[Stored records]
========

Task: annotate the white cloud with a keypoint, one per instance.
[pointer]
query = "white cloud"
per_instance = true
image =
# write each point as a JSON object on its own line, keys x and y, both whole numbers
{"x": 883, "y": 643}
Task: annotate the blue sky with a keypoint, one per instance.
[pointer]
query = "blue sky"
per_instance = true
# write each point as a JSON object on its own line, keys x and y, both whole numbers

========

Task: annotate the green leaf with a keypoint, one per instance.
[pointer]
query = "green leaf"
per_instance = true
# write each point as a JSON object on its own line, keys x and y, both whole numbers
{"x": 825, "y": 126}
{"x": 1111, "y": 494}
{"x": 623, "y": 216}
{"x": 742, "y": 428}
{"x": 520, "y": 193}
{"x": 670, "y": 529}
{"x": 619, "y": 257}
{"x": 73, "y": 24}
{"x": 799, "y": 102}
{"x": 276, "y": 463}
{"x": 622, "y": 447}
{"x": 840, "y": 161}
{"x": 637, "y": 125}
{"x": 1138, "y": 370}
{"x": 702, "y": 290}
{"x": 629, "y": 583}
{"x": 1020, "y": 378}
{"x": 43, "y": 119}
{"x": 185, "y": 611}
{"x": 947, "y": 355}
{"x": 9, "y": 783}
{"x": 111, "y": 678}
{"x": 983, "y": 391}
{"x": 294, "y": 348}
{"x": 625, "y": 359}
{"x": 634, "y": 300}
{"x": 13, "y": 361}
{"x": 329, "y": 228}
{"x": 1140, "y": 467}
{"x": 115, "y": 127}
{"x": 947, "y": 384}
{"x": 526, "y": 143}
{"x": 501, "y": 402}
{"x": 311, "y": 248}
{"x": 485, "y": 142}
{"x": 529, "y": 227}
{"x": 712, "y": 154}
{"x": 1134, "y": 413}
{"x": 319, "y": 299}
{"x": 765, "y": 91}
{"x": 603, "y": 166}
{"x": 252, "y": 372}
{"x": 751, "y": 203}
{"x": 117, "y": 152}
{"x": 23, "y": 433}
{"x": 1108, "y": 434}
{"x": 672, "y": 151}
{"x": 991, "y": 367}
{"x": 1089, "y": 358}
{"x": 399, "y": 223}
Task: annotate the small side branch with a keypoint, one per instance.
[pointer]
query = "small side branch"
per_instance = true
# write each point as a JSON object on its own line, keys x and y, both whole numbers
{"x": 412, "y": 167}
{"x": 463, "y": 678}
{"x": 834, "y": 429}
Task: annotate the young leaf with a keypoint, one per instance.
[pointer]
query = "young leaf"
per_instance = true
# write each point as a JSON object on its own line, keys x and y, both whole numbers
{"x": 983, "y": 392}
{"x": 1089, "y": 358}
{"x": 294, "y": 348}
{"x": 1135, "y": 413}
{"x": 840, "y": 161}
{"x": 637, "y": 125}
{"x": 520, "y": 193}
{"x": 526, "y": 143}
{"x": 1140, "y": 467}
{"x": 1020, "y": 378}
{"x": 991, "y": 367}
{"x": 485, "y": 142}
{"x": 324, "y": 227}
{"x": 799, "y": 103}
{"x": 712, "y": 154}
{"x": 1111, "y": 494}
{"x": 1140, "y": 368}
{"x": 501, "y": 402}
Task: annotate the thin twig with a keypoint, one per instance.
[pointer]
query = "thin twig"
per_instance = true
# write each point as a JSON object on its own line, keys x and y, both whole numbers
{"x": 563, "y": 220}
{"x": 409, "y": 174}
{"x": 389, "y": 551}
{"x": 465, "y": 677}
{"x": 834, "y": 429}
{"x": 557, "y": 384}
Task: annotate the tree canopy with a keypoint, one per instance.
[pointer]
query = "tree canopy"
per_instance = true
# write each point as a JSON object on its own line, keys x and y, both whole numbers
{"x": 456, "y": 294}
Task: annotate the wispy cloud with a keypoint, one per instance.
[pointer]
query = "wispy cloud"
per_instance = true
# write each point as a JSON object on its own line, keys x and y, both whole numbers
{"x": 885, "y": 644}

========

To do> Gather and copy every line of the data in which the string "branch" is found.

Exercise solution>
Task: annotate the small side branch with a keypoint, one per instance.
query = "small side branch"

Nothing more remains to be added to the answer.